● SUPPLIED PASSAGE
━━━━━━━━━━━━━━━━

In August 2016, the FASB issued ASU No. 2016-15, Cash Flow Statements, Classification of Certain Cash Receipts and Cash Payments. The new guidance is intended to address the diversity in practice in how certain cash receipts and cash payments are presented and classified in the statement of cash flows under Topic 230, Statement of Cash Flows, and other Topics. The guidance addresses eight specific cash flow classification issues with the objective of reducing diversity in practice. The amendments are effective for public business entities for fiscal years beginning after December 15, 2017, and interim periods within those fiscal years. Early adoption is permitted including adoption in an interim period. If an entity early adopts the amendments in an interim period, any adjustments should be reflected as of the beginning of the fiscal year that includes the interim period. An entity that elects early adoption must adopt all of the amendments in the same period. The amendments should be applied using a retrospective transition period to each period presented. The Company does not believe the adoption of ASU 2016-15 will have a material impact on its consolidated financial statements.

12


 

In March 2016, the FASB issued ASU No. 2016-09, Compensation—Stock Compensation (Topic 718): Improvements to Employee Share-Based Payment Accounting, which simplified certain aspects of the accounting for share-based payment transactions, including income taxes, forfeitures and classification of awards and classification in the statement of cash flows. In the first quarter of fiscal 2018, the Company adopted the applicable provisions of this standard as follows:

 

The guidance requires excess tax benefits and tax deficiencies to be recorded as income tax benefit or expense in the statement of operations when the awards vest are settled, and eliminates the requirement to reclassify cash flows related to excess tax benefits from financing activities to operating activities on the statement of cash flows. The Company adopted the guidance prospectively effective August 26, 2017, and there was no impact to its consolidated financial statements.

━━━━━━━━━━━━━━━━

● PROBLEMS TO SOLVE
a: Write out the stretch of the accounting standards passage from "The guidance requires" through "to its consolidated financial statements.".
b: Using the accounting standards passage, answer each of the following:
(i) How many specific cash flow classification issues does ASU No. 2016-15 address?
(ii) In what month and year did the FASB issue ASU No. 2016-09?
(iii) On what date did the Company adopt the ASU No. 2016-09 guidance prospectively?
Rely solely on the accounting standards passage when responding.

━━━━━━━━━━━━━━━━

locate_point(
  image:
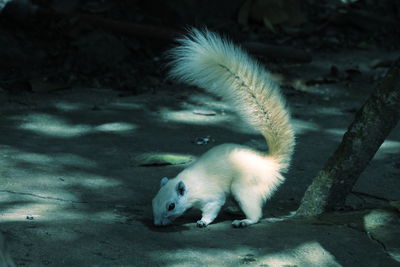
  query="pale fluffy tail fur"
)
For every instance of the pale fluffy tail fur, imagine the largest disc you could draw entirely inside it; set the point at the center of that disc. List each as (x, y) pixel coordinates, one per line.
(208, 61)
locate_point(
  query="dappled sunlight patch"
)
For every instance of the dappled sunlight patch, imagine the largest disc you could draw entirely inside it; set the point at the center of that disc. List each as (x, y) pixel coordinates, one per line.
(115, 127)
(307, 254)
(189, 117)
(303, 127)
(54, 126)
(388, 147)
(203, 257)
(384, 226)
(53, 212)
(336, 132)
(65, 106)
(16, 158)
(31, 212)
(93, 181)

━━━━━━━━━━━━━━━━

● ANSWER SET
a:
The guidance requires excess tax benefits and tax deficiencies to be recorded as income tax benefit or expense in the statement of operations when the awards vest are settled, and eliminates the requirement to reclassify cash flows related to excess tax benefits from financing activities to operating activities on the statement of cash flows. The Company adopted the guidance prospectively effective August 26, 2017, and there was no impact to its consolidated financial statements.

b:
(i) Eight.
(ii) March 2016.
(iii) August 26, 2017.